▶ **Set task**
Reproduce the lines below exactly, from the first one through the line containing "top-left (237, 187), bottom-right (310, 223)", including both.
::: Record excerpts :::
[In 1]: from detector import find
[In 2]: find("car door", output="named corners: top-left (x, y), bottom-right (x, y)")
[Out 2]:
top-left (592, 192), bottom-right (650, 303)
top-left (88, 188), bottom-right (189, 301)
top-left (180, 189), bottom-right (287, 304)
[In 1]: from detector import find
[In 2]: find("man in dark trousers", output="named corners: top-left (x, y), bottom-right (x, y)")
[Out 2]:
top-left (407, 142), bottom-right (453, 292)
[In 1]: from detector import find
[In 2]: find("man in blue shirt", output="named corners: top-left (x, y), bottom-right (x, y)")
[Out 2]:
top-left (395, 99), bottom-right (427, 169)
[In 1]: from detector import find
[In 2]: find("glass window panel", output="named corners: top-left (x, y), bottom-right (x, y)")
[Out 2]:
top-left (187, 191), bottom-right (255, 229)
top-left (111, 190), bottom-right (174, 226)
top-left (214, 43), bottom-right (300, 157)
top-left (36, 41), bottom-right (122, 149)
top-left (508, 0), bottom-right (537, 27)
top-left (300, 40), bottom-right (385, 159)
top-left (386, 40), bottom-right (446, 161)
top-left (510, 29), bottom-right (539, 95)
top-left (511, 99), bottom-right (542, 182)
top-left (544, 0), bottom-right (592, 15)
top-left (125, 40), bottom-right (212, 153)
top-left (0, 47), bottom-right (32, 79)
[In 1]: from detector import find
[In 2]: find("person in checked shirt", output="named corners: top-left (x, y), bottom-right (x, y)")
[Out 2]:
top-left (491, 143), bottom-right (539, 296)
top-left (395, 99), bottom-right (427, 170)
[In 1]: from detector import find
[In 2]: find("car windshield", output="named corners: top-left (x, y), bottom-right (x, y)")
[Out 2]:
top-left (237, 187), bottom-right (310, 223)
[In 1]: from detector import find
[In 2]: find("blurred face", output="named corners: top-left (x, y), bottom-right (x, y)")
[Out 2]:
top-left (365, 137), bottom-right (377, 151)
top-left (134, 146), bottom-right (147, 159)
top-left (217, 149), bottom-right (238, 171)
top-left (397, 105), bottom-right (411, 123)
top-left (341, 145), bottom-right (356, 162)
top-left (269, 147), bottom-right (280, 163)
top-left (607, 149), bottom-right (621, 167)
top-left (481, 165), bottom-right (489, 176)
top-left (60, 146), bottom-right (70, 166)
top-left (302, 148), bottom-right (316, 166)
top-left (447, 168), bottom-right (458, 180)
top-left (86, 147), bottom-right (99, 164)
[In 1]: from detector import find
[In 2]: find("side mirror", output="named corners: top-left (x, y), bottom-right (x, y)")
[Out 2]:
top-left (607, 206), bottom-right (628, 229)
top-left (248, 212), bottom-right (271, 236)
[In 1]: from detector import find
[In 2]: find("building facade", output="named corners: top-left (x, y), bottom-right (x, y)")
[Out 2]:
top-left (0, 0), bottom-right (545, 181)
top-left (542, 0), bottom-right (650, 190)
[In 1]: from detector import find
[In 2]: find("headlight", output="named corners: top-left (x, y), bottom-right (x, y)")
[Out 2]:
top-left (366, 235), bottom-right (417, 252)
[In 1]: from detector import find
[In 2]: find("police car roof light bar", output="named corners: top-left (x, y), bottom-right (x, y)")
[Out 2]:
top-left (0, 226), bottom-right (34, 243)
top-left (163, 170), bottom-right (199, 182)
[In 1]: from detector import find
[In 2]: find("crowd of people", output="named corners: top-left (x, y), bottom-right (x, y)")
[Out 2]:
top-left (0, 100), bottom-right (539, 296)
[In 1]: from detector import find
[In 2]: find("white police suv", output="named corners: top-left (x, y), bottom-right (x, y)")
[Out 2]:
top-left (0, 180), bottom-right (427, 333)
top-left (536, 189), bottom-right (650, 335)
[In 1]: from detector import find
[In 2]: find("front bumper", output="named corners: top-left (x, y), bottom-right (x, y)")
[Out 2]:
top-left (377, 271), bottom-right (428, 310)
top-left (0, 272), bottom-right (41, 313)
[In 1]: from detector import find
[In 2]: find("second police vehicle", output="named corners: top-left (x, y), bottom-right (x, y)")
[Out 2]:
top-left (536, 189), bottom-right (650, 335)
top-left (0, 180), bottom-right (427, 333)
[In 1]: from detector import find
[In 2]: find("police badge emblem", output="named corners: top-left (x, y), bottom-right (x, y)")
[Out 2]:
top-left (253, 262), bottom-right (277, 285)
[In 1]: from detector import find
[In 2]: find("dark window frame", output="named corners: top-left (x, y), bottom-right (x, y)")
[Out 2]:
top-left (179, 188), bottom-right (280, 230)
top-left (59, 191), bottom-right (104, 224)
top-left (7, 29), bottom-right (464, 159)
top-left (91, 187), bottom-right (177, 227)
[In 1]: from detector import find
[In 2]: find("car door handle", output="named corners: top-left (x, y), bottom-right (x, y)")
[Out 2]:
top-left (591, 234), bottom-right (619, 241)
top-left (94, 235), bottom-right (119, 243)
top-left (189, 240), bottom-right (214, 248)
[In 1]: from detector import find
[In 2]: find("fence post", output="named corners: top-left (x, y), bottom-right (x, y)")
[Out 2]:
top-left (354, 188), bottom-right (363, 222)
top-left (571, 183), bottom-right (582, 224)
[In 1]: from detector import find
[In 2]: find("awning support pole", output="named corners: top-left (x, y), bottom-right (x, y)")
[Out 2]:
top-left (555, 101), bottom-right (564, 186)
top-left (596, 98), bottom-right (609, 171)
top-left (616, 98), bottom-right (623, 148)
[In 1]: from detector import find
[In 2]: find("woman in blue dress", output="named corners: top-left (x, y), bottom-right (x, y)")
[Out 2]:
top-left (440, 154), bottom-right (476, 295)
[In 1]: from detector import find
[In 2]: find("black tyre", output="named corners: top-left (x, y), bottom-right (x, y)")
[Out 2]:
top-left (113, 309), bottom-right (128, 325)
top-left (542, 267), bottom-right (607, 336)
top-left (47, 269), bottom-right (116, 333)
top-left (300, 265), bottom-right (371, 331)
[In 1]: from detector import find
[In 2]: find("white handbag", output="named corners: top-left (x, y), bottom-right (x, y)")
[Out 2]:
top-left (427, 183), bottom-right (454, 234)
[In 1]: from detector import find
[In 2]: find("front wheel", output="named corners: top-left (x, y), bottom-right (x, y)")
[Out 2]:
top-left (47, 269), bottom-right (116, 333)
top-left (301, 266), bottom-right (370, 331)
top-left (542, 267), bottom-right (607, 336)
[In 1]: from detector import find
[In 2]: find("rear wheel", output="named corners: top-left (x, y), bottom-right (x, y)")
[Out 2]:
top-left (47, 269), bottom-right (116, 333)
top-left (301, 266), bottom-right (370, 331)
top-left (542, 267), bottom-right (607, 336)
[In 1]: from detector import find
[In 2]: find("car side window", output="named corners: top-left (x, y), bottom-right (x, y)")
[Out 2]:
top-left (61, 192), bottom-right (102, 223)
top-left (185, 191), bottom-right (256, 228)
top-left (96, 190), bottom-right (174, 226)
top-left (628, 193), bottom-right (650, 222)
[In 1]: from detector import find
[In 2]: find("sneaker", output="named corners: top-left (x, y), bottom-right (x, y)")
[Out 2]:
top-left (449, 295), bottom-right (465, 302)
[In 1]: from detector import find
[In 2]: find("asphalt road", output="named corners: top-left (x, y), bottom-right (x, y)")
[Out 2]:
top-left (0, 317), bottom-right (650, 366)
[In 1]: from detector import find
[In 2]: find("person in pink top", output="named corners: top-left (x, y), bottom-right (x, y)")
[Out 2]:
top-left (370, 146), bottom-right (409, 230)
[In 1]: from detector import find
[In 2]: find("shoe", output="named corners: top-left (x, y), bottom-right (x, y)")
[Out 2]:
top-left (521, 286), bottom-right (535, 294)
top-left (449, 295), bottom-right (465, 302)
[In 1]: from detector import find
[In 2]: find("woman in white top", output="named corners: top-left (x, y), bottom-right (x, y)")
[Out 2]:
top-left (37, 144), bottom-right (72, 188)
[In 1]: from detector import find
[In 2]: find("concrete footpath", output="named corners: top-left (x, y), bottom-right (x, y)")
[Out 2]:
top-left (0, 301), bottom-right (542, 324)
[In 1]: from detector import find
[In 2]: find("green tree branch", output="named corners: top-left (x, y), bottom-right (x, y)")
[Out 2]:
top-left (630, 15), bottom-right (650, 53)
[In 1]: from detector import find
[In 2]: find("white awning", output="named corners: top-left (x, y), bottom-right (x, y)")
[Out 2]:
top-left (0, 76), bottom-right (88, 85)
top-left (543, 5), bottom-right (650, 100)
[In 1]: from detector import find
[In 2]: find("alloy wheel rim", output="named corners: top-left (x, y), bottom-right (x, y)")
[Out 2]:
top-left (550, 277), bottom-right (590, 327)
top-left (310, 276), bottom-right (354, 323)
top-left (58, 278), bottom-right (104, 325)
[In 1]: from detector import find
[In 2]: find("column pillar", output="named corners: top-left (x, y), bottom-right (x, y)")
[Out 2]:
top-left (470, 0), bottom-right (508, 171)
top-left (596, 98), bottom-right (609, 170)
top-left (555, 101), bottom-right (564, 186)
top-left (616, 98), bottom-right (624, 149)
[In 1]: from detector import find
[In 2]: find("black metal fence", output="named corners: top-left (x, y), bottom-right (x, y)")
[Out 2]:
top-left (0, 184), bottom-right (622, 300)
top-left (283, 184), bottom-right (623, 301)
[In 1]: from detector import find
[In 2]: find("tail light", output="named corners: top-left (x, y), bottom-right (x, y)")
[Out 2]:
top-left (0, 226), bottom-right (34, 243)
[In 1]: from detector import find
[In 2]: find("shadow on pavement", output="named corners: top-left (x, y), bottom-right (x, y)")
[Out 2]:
:::
▶ **Solution**
[In 1]: from detector import find
[In 2]: find("car door", output="named corners: top-left (x, y), bottom-right (x, y)")
[Out 2]:
top-left (592, 192), bottom-right (650, 303)
top-left (88, 188), bottom-right (189, 301)
top-left (180, 189), bottom-right (287, 304)
[In 1]: from detector import find
[In 2]: find("man in dark trousers", output="named corners: top-left (x, y), bottom-right (x, y)")
[Out 2]:
top-left (407, 142), bottom-right (453, 292)
[In 1]: from detector import find
[In 2]: find("man in blue shirt", output="named corners: top-left (x, y), bottom-right (x, y)")
[Out 2]:
top-left (395, 99), bottom-right (427, 169)
[In 1]: from detector import find
[In 2]: find("glass window panel", output="named corners: top-left (x, y), bottom-right (x, y)")
[Out 2]:
top-left (187, 191), bottom-right (255, 229)
top-left (111, 190), bottom-right (174, 226)
top-left (214, 43), bottom-right (300, 157)
top-left (36, 41), bottom-right (122, 149)
top-left (508, 0), bottom-right (537, 27)
top-left (300, 40), bottom-right (385, 159)
top-left (386, 40), bottom-right (446, 161)
top-left (510, 29), bottom-right (539, 95)
top-left (511, 99), bottom-right (542, 182)
top-left (544, 0), bottom-right (592, 15)
top-left (125, 40), bottom-right (212, 153)
top-left (0, 47), bottom-right (32, 79)
[In 1]: from detector import find
[In 2]: find("person in checked shirt", output="named corners: top-left (x, y), bottom-right (x, y)")
[Out 2]:
top-left (491, 143), bottom-right (539, 296)
top-left (395, 99), bottom-right (427, 170)
[In 1]: from detector import find
[In 2]: find("car windshield", output="named corners: top-left (x, y), bottom-right (x, y)")
[Out 2]:
top-left (237, 187), bottom-right (310, 223)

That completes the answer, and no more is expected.